◆ SUPPLIED INFORMATION

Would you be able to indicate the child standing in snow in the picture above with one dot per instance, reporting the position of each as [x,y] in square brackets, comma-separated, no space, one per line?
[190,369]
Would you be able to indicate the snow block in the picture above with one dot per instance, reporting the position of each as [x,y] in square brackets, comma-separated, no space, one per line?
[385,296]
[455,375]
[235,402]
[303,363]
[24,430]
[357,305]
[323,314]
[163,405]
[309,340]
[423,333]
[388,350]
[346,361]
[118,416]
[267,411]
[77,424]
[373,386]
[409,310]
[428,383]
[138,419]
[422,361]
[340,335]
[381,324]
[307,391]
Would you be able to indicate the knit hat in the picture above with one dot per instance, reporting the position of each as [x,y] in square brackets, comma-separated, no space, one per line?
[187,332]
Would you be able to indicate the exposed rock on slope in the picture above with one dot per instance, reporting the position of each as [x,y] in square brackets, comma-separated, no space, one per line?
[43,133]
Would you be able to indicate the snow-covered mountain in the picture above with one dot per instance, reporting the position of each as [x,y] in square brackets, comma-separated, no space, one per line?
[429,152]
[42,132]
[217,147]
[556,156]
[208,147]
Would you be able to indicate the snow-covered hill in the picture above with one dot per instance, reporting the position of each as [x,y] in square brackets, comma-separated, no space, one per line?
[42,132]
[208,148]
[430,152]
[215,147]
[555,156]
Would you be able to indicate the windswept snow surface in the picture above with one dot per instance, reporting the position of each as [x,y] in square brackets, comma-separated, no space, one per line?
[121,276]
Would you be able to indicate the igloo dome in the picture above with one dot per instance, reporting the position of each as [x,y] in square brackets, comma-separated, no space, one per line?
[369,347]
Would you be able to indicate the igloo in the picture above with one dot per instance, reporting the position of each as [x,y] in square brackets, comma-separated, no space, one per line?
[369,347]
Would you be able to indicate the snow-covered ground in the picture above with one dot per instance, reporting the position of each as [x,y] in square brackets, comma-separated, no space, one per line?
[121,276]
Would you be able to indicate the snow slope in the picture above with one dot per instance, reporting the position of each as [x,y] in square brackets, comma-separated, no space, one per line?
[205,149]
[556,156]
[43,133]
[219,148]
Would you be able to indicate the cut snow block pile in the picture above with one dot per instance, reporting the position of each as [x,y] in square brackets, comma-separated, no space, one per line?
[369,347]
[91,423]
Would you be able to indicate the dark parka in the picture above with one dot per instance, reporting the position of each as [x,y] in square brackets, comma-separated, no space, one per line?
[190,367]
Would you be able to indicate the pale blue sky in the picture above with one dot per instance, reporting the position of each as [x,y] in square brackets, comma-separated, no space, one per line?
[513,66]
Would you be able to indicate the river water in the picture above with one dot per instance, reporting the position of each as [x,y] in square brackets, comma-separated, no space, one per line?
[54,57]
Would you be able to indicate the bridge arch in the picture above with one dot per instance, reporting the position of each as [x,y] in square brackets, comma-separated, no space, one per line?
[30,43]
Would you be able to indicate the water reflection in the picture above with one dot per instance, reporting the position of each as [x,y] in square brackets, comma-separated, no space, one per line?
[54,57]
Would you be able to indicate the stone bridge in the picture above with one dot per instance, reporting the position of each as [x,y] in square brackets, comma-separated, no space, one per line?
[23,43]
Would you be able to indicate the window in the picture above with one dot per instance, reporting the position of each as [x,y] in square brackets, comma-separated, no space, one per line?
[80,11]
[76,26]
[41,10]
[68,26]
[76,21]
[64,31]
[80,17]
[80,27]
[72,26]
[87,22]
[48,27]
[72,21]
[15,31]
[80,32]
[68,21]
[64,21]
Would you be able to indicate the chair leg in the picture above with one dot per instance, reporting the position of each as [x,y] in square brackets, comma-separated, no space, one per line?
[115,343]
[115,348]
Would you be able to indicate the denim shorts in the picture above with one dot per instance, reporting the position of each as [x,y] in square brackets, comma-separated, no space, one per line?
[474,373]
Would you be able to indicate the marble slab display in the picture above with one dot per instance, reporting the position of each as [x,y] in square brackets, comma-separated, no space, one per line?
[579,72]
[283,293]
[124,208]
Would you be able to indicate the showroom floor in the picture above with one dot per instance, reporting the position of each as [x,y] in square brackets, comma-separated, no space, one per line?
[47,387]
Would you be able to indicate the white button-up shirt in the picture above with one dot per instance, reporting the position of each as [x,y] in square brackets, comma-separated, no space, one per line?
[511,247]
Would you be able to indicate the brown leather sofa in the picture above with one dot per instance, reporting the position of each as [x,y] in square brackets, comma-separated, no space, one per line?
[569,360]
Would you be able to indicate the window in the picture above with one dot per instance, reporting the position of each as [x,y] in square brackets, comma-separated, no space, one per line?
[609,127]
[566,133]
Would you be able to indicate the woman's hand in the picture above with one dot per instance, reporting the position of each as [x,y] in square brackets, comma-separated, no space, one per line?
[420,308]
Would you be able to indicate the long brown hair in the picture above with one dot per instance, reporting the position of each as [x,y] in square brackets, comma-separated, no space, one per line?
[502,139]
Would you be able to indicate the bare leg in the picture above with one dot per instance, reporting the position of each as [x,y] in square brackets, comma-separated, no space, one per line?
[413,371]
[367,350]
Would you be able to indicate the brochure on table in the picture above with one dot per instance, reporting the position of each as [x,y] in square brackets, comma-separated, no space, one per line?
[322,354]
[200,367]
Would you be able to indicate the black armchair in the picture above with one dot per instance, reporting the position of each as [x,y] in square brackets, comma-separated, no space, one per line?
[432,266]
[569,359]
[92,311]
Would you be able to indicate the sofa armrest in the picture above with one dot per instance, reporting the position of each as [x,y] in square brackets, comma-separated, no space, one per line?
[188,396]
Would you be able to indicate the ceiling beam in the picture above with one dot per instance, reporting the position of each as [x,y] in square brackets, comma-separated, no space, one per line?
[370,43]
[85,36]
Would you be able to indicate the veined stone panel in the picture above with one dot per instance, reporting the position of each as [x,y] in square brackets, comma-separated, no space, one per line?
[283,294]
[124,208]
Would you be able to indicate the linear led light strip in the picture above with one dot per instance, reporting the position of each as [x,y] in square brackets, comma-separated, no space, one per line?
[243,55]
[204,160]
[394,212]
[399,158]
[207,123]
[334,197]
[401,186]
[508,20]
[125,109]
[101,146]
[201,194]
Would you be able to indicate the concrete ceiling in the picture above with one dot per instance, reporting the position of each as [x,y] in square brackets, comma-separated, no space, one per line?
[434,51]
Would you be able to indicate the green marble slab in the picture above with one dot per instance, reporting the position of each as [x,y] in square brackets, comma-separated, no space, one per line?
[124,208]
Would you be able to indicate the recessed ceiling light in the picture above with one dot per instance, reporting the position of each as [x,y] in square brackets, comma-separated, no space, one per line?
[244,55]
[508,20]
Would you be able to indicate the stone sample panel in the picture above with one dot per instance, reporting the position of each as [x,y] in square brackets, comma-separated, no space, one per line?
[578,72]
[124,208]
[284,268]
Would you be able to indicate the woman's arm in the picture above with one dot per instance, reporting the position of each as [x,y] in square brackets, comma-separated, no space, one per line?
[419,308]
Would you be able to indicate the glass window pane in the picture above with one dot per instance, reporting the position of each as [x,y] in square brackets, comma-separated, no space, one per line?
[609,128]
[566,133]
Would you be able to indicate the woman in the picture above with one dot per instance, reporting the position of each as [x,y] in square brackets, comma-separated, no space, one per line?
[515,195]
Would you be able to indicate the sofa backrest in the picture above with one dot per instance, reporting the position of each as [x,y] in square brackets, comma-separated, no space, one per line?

◆ AIM OF THE EXERCISE
Every entry should be printed again exactly as written.

◆ ANSWER TO THE TASK
Would you be able to indicate the child standing in snow in the picture above with one dot per instance, reporting the position of each as [x,y] in square brackets, comma-separated, no space, one per line?
[190,369]
Would you be able to indicate the snow block in the picture above with one dot per instance, reporting the position of each as [x,y] in square brackets, comma-separated, no space, one per line?
[385,296]
[455,375]
[235,402]
[303,363]
[24,430]
[357,305]
[323,314]
[163,405]
[309,340]
[423,333]
[388,350]
[346,361]
[118,416]
[267,411]
[77,424]
[373,386]
[409,310]
[428,383]
[138,419]
[422,361]
[340,335]
[381,324]
[307,391]
Would you be able to indicate the knit hat in the picture above with one dot per instance, reporting the position of each as [x,y] in square brackets, comma-separated, no space, one per line?
[187,332]
Would you be able to indicate the exposed rock on slope in the picture above with one dot per instance, reporting the position of each as [x,y] in square brackets, comma-separated, no space, one per line?
[43,133]
Would you be able to indicate the snow-covered mountain in the picture above with one dot per instance, reporting the position of each as [x,y] in square brackets, comma-separated, no space, one per line?
[429,152]
[42,132]
[217,147]
[556,156]
[208,147]
Would you be able to indicate the snow-covered hill in the picture above with one dot per instance, reporting the position of each as [x,y] in square brackets, comma-separated, no space, one per line?
[42,132]
[208,148]
[430,152]
[215,147]
[555,156]
Would you be able to indicate the windswept snow surface in the picture above with one dot per instance, reporting the position of each as [x,y] in square brackets, comma-separated, no space, one per line?
[121,276]
Would you be able to indicate the igloo dome in the picture above with one dot per instance, reporting the position of each as [x,y] in square brackets, comma-separated, no space, one per line?
[369,347]
Would you be able to indicate the igloo in the picture above with one dot per instance, reporting the position of each as [x,y] in square brackets, comma-separated, no space, one per line?
[369,347]
Would you be able to indicate the snow-covered ground in the picture above with one dot per instance, reporting the position of each as [x,y] in square brackets, comma-separated, no space, one per line?
[121,276]
Would you be able to indicate the snow slope in the picture above with one dot per instance, reporting the position of each as [x,y] in square brackets, comma-separated, no space, one per line?
[205,149]
[556,156]
[43,133]
[219,148]
Would you be able to indicate the cut snow block pile in the picture above with one dot per instance, reporting the position of each as [x,y] in square brackets, comma-separated, no space, one per line?
[369,347]
[91,423]
Would you be able to indicate the dark parka in the picture above with one dot per instance, reporting the position of each as [x,y] in square brackets, comma-separated, no space, one per line?
[190,367]
Would you be able to indicate the pale blue sky in the picture above with one dot per instance, reporting the position of each as [x,y] in square brackets, comma-separated, no space, one per line?
[513,66]
Would you be able to indicate the river water in the picture above with one dot per instance, reporting the position of each as [x,y] in square brackets, comma-separated, no space, one per line?
[54,57]
Would you be able to indicate the bridge arch in the picture above with one dot per instance, reporting the position of each as [x,y] in square brackets, comma-separated, no space, one per line?
[30,43]
Would you be able to indicate the water reflection in the picture above with one dot per instance, reporting the position of each as [x,y] in square brackets, comma-separated, no space, one per line?
[54,57]
Would you be able to indicate the stone bridge in the picture above with one dot per instance, reporting the position of each as [x,y] in square brackets, comma-separated, no space, one per line?
[23,43]
Would you be able to indicate the window in the picture above with one dot per instance, reporting the position of each as [x,y] in square brackets, comma-separated, no space, one per line?
[80,11]
[76,26]
[41,10]
[68,26]
[76,21]
[64,31]
[80,17]
[80,27]
[72,26]
[87,22]
[48,27]
[72,21]
[15,31]
[80,32]
[68,21]
[64,21]
Would you be able to indicate the chair leg in the picture above with one dot per instance, reporting the position of each as [x,y] in square brackets, comma-separated, no space, one per line?
[115,343]
[115,348]
Would you be able to indicate the denim shorts in the picture above with one dot per instance, reporting the position of each as [x,y] in square brackets, comma-separated, no space, one per line?
[474,373]
Would you be able to indicate the marble slab display in the picture above with one dot per instance, reporting the position of each as [x,y] in square brackets, comma-separated, no space, one per line?
[579,72]
[283,293]
[124,208]
Would you be able to indicate the showroom floor in the picture above with one dot per instance, reporting the position of each as [x,y] in square brackets, comma-separated, no space, one per line?
[47,387]
Would you be able to indicate the white button-up shirt in the picture above with one dot per instance, reporting the position of each as [x,y] in square brackets, comma-separated, no space, one per line?
[511,247]
Would you be able to indicate the brown leather sofa in the picture above with one dot per instance, reporting the position of each as [x,y] in square brackets, comma-separated, no space, one per line?
[569,360]
Would you be able to indicate the window in the picture above with one dot per instance, reporting the position of each as [x,y] in square brackets, comma-separated, no space, one per line?
[609,127]
[566,133]
Would you be able to indicate the woman's hand in the picture above with one dot per instance, reporting the position of each as [x,y] in square brackets, comma-separated, no space, one per line?
[420,308]
Would you be able to indicate the long brown hair in the picture above with one dot per instance, reporting the position of each as [x,y] in square brackets, comma-separated, no space, one per line?
[502,139]
Would you be able to indicate the bare leg in the picture above with one dot per instance, reporting the position of each as [x,y] in square brackets, comma-separated, no space, one per line?
[413,371]
[367,350]
Would you be able to indicate the brochure on table in the picture above with one dot per instance, reporting the position of each as [x,y] in square brackets, comma-separated, no space, one per line?
[322,354]
[200,367]
Would you be able to indicate the black armchair in the picture above with one dot per instance, reporting the position of each as [x,y] in square brackets, comma-separated, no space, one per line?
[432,266]
[569,359]
[92,311]
Would you be able to indicate the sofa armrest in the picture above with one dot per instance, reporting the position of each as [x,y] in square brackets, comma-separated, no space, one per line?
[188,396]
Would you be able to indicate the ceiling beam in the picture above with one dot per instance, reporting the position of each as [x,y] in square brackets, comma-separated, no space, one per line?
[370,43]
[85,36]
Would you be able to indicate the veined stone panel in the picture above with one dot per instance, reporting the position of each as [x,y] in square brackets, comma-separated, no space, one per line?
[283,294]
[124,208]
Would you be able to indicate the linear led light strip in the picture above with one dot per instance, reporting the position of each as [x,y] in square brackets, comma-separated, no space, one per line?
[243,55]
[204,160]
[394,212]
[399,158]
[207,123]
[334,197]
[401,186]
[508,20]
[125,109]
[101,146]
[201,194]
Would you be able to indicate the concrete ceiling in the picture above with one dot per instance, reporting the position of each as [x,y] in square brackets, comma-separated, no space, one per line?
[434,51]
Would you be able to indicate the green marble slab in the picture above with one dot per instance, reporting the position of each as [x,y] in square brackets, comma-separated, no space, one per line?
[124,208]
Would you be able to indicate the recessed ceiling light in the picture above with one dot per instance, reporting the position of each as [x,y] in square brackets, comma-separated, no space, one per line?
[244,55]
[508,20]
Would you be able to indicate the stone sample panel in the picture above with one dot per instance, reporting the position of each as [x,y] in square brackets, comma-separated, no space, one per line?
[578,72]
[124,208]
[284,268]
Would you be able to indicate the woman's arm in the picture above with one dot per instance, reporting the position of each as [x,y] in square brackets, comma-separated, no space, one per line?
[419,308]
Would you be able to indicate the glass window pane in the picture above with one dot per instance, reporting the position of each as [x,y] in square brackets, comma-separated, no space, one per line?
[609,128]
[566,133]
Would you be able to indicate the woman in the picture above with one dot per instance, reporting the position of each as [x,y] in square brackets, comma-separated, no space, one per line?
[515,195]
Would you be able to indicate the sofa backrest in the picture above with one dot per instance, reporting the position of each as [x,y] in square brackets, comma-separated, no space, one per line?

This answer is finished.